Pub Date: Sept. 7th, 2004
ISBN: 0-451-45996-2
Publisher: ROC/Penguin

Two young women see something they shouldn’t have and are already regretting it. Then the insanity begins.

Kiernan (Threshold, 2001) can write like a banshee, with high-flying, incendiary prose that few authors, even fewer if we’re talking strictly about fantasy and horror scribes, could hope to emulate—and that’s both the best and worst thing about this new outing: the writing is almost distracting. At the start, we’ve got a pair of lovers living in a nice house off Alamo Square in San Francisco: Daria Parker is a rock star just starting on the downward slope of her popularity, while her lover, Niki Ky, is a schizophrenic mess. Confined mostly to her room, Niki is looked after by Daria’s assistant, Marvin, who sincerely wants to believe Niki when she tells him about all the horrifyingly real and monstrous visions she has. The emotional bomb that went off in Daria and Niki’s past is a vaguely alluded-to event at a house back in Birmingham, before Daria’s band hit it big. Now, Niki is drugged-up and hallucinating about monsters, demons, and her dead lover Spyder, while Daria has to go back on tour to pay the mortgage and all. The problem is that Niki’s hallucinations are in fact not quite fantasy, and it isn’t long before she’s pulled headlong into another dimension where a millennia-long war is raging between dark forces who think she just might be a prophesized messiah or oracle. Kiernan paints her pages in feverish, chiaroscuro shades; few readers will escape a palpable chill when Niki’s reality begins to collapse and the darkness about her heaves with ominous portent. But the story’s stuttery, jumpy quality—perhaps attributable to Kiernan’s past as a comic book writer—has a tendency to sap these scenes of their initially explosive impact.

Still, a bridge to the beyond, built out of exquisite dread.

--- WORK REQUIRED ---
Reproduce the passage from the book review word for word, starting with "Pub Date: Sept." and going on through "the insanity begins.".

--- DATASET SECTION ---
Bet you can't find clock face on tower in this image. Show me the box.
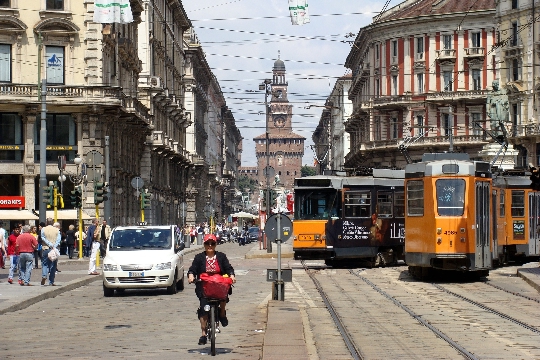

--- TASK RESPONSE ---
Pub Date: Sept. 7th, 2004
ISBN: 0-451-45996-2
Publisher: ROC/Penguin

Two young women see something they shouldn’t have and are already regretting it. Then the insanity begins.